[DATA SECTION]:

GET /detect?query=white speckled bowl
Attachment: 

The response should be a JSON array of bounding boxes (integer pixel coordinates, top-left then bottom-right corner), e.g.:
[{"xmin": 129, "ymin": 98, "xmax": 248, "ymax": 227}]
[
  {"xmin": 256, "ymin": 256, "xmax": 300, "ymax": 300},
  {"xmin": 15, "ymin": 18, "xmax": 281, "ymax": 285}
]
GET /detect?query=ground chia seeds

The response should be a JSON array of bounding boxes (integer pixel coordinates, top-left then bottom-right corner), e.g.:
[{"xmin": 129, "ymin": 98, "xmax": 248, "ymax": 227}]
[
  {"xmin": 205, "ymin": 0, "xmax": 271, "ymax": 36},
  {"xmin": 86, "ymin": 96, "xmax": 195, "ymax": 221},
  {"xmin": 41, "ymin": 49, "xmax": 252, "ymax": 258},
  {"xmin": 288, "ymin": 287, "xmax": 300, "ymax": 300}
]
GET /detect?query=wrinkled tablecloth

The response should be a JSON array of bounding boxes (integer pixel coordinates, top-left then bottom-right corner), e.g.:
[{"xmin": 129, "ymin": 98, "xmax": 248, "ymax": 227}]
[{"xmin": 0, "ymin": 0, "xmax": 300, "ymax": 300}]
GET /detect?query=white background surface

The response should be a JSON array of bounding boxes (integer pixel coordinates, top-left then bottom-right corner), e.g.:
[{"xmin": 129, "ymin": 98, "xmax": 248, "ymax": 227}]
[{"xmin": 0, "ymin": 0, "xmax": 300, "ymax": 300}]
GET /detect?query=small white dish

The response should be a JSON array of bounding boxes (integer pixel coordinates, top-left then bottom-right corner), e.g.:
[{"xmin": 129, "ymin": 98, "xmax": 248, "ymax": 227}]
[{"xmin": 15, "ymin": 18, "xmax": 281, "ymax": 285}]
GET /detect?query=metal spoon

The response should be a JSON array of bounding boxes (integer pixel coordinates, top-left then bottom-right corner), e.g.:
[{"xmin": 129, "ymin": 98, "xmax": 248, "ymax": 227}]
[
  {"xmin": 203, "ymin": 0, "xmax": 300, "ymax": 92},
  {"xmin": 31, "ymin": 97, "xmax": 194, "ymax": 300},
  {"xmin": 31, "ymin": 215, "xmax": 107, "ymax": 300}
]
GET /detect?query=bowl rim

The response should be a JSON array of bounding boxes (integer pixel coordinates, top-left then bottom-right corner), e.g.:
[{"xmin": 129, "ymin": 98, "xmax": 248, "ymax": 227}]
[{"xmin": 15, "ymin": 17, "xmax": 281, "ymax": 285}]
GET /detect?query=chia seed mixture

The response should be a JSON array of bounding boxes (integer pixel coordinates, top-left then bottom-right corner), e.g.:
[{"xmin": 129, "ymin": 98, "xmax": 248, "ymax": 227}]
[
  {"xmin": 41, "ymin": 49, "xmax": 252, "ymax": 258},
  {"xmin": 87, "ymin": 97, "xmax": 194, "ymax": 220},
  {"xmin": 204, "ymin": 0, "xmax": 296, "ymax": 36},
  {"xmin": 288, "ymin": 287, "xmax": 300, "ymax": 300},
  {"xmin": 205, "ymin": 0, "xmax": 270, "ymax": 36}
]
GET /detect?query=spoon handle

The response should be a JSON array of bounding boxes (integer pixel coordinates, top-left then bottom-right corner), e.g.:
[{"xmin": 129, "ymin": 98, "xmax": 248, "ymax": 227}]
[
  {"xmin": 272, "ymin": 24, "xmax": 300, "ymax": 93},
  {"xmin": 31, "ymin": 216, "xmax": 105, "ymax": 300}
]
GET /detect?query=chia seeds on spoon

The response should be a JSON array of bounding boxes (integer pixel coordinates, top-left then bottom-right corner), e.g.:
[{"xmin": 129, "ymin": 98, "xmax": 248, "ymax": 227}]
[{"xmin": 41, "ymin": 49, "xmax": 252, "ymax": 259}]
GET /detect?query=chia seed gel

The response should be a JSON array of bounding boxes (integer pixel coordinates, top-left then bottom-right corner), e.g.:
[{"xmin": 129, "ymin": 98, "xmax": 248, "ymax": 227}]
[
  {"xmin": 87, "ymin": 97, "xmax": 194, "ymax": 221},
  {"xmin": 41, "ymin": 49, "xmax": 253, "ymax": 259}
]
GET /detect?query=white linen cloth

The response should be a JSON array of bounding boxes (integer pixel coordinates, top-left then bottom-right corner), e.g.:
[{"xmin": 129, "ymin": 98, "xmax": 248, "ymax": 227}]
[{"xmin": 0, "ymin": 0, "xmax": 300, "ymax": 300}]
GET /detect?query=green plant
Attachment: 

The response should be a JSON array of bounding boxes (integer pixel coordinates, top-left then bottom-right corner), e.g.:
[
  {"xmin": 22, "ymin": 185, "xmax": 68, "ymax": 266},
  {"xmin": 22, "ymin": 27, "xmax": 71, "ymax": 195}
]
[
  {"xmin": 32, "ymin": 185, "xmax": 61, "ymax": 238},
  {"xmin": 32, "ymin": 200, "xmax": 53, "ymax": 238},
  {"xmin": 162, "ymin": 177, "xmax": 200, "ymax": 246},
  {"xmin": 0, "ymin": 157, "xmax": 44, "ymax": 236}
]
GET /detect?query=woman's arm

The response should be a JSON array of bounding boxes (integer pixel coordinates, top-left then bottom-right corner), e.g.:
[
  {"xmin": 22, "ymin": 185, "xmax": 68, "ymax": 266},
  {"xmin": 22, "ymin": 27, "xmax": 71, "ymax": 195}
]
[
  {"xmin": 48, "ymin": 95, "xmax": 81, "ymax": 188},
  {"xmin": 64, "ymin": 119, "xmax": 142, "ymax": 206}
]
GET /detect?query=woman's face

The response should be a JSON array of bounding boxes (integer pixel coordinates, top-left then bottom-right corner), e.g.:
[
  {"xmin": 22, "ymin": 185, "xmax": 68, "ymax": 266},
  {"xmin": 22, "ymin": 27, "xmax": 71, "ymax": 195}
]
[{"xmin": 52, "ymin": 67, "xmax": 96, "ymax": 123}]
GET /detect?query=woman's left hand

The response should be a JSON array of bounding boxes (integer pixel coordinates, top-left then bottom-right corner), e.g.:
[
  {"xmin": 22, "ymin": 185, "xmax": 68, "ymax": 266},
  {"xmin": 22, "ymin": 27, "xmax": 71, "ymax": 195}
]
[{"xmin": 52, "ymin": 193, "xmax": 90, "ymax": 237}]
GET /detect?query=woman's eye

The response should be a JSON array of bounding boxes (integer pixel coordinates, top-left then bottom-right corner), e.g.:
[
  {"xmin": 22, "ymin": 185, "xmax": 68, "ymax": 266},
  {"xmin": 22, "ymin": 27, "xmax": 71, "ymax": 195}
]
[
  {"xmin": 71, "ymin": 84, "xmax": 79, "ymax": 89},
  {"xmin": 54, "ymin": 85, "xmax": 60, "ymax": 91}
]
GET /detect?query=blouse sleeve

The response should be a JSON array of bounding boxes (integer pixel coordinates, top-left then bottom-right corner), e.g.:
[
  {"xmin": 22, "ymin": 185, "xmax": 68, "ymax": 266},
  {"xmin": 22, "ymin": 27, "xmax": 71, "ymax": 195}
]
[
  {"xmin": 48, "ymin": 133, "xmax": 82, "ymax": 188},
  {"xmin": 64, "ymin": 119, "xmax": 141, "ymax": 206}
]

[WHAT THE TASK REQUIRES]:
Please set down all the data word for word.

[EXPECTED ANSWER]:
GET /detect?query=white speckled bowl
Attachment: 

The response should be a JSON array of bounding boxes (integer pixel coordinates, top-left then bottom-right corner), e.g.:
[{"xmin": 129, "ymin": 98, "xmax": 248, "ymax": 227}]
[
  {"xmin": 256, "ymin": 256, "xmax": 300, "ymax": 300},
  {"xmin": 15, "ymin": 18, "xmax": 281, "ymax": 285}
]
GET /detect?query=ground chia seeds

The response should be a JSON array of bounding boxes (integer pixel coordinates, top-left then bottom-right corner), e.g.:
[{"xmin": 129, "ymin": 98, "xmax": 248, "ymax": 227}]
[
  {"xmin": 205, "ymin": 0, "xmax": 271, "ymax": 36},
  {"xmin": 86, "ymin": 96, "xmax": 195, "ymax": 221},
  {"xmin": 41, "ymin": 49, "xmax": 252, "ymax": 258},
  {"xmin": 288, "ymin": 287, "xmax": 300, "ymax": 300}
]
GET /detect?query=wrinkled tablecloth

The response should be a JSON array of bounding boxes (integer pixel coordinates, top-left then bottom-right corner), e.g.:
[{"xmin": 129, "ymin": 98, "xmax": 248, "ymax": 227}]
[{"xmin": 0, "ymin": 0, "xmax": 300, "ymax": 300}]
GET /detect?query=white background surface

The response should be a JSON array of bounding boxes (integer pixel coordinates, top-left then bottom-right corner), e.g.:
[{"xmin": 129, "ymin": 98, "xmax": 248, "ymax": 227}]
[{"xmin": 0, "ymin": 0, "xmax": 300, "ymax": 300}]
GET /detect?query=small white dish

The response should be a JSON array of bounding boxes (integer pixel coordinates, top-left then bottom-right corner), e.g.:
[{"xmin": 129, "ymin": 98, "xmax": 248, "ymax": 227}]
[{"xmin": 15, "ymin": 18, "xmax": 281, "ymax": 285}]
GET /detect?query=metal spoon

The response should be a JSON array of bounding boxes (integer pixel coordinates, top-left then bottom-right corner), e.g.:
[{"xmin": 129, "ymin": 98, "xmax": 248, "ymax": 227}]
[
  {"xmin": 203, "ymin": 0, "xmax": 300, "ymax": 92},
  {"xmin": 31, "ymin": 97, "xmax": 194, "ymax": 300},
  {"xmin": 31, "ymin": 215, "xmax": 107, "ymax": 300}
]
GET /detect?query=bowl rim

The response should be a JSON array of bounding boxes (integer pixel coordinates, top-left then bottom-right corner), e.g.:
[{"xmin": 129, "ymin": 98, "xmax": 248, "ymax": 227}]
[{"xmin": 15, "ymin": 17, "xmax": 281, "ymax": 285}]
GET /detect?query=chia seed mixture

The response should be a JSON array of bounding boxes (integer pixel coordinates, top-left then bottom-right corner), e.g.:
[{"xmin": 129, "ymin": 98, "xmax": 248, "ymax": 227}]
[
  {"xmin": 41, "ymin": 49, "xmax": 252, "ymax": 258},
  {"xmin": 87, "ymin": 97, "xmax": 194, "ymax": 220},
  {"xmin": 204, "ymin": 0, "xmax": 296, "ymax": 36},
  {"xmin": 288, "ymin": 287, "xmax": 300, "ymax": 300},
  {"xmin": 205, "ymin": 0, "xmax": 270, "ymax": 36}
]
GET /detect?query=spoon handle

The response should be a JSON array of bounding boxes (integer pixel coordinates, top-left then bottom-right corner), e.g.:
[{"xmin": 129, "ymin": 98, "xmax": 248, "ymax": 227}]
[
  {"xmin": 272, "ymin": 24, "xmax": 300, "ymax": 93},
  {"xmin": 31, "ymin": 216, "xmax": 105, "ymax": 300}
]
GET /detect?query=chia seeds on spoon

The response should be a JSON array of bounding boxes (integer pixel coordinates, top-left then bottom-right corner), e.g.:
[{"xmin": 129, "ymin": 98, "xmax": 248, "ymax": 227}]
[{"xmin": 41, "ymin": 49, "xmax": 252, "ymax": 259}]
GET /detect?query=chia seed gel

The response should be a JSON array of bounding boxes (integer pixel coordinates, top-left then bottom-right corner), e.g.:
[{"xmin": 129, "ymin": 98, "xmax": 248, "ymax": 227}]
[
  {"xmin": 87, "ymin": 97, "xmax": 194, "ymax": 221},
  {"xmin": 41, "ymin": 49, "xmax": 253, "ymax": 259}
]
GET /detect?query=white linen cloth

The response should be a JSON array of bounding boxes (integer pixel coordinates, top-left then bottom-right corner), e.g.:
[{"xmin": 129, "ymin": 98, "xmax": 248, "ymax": 227}]
[{"xmin": 0, "ymin": 0, "xmax": 300, "ymax": 300}]
GET /detect?query=green plant
Attachment: 

The response should be a JSON array of bounding boxes (integer pixel coordinates, top-left then bottom-right corner), e.g.:
[
  {"xmin": 22, "ymin": 185, "xmax": 68, "ymax": 266},
  {"xmin": 22, "ymin": 27, "xmax": 71, "ymax": 195}
]
[
  {"xmin": 32, "ymin": 185, "xmax": 61, "ymax": 238},
  {"xmin": 32, "ymin": 200, "xmax": 53, "ymax": 238},
  {"xmin": 162, "ymin": 177, "xmax": 200, "ymax": 246},
  {"xmin": 0, "ymin": 157, "xmax": 44, "ymax": 236}
]
GET /detect?query=woman's arm

The response should be a JSON array of bounding boxes (integer pixel coordinates, top-left then bottom-right corner), e.g.:
[
  {"xmin": 22, "ymin": 185, "xmax": 68, "ymax": 266},
  {"xmin": 22, "ymin": 27, "xmax": 71, "ymax": 195}
]
[
  {"xmin": 48, "ymin": 95, "xmax": 81, "ymax": 188},
  {"xmin": 64, "ymin": 119, "xmax": 142, "ymax": 206}
]
GET /detect?query=woman's face

The response should be a JSON array of bounding boxes (integer pixel coordinates, top-left then bottom-right corner), e.g.:
[
  {"xmin": 22, "ymin": 185, "xmax": 68, "ymax": 266},
  {"xmin": 22, "ymin": 27, "xmax": 71, "ymax": 195}
]
[{"xmin": 52, "ymin": 67, "xmax": 96, "ymax": 123}]
GET /detect?query=woman's left hand

The response should be a JSON array of bounding boxes (integer pixel coordinates, top-left then bottom-right corner), e.g.:
[
  {"xmin": 22, "ymin": 185, "xmax": 68, "ymax": 266},
  {"xmin": 22, "ymin": 27, "xmax": 71, "ymax": 195}
]
[{"xmin": 52, "ymin": 193, "xmax": 90, "ymax": 237}]
GET /detect?query=woman's eye

The response should be a JSON array of bounding boxes (integer pixel coordinates, top-left then bottom-right corner), e.g.:
[
  {"xmin": 22, "ymin": 185, "xmax": 68, "ymax": 266},
  {"xmin": 22, "ymin": 27, "xmax": 71, "ymax": 195}
]
[
  {"xmin": 71, "ymin": 84, "xmax": 79, "ymax": 89},
  {"xmin": 54, "ymin": 85, "xmax": 60, "ymax": 91}
]
GET /detect?query=blouse sleeve

The response should be a JSON array of bounding boxes (integer pixel coordinates, top-left then bottom-right corner), e.g.:
[
  {"xmin": 22, "ymin": 185, "xmax": 68, "ymax": 266},
  {"xmin": 22, "ymin": 27, "xmax": 71, "ymax": 195}
]
[
  {"xmin": 48, "ymin": 133, "xmax": 82, "ymax": 188},
  {"xmin": 64, "ymin": 119, "xmax": 141, "ymax": 206}
]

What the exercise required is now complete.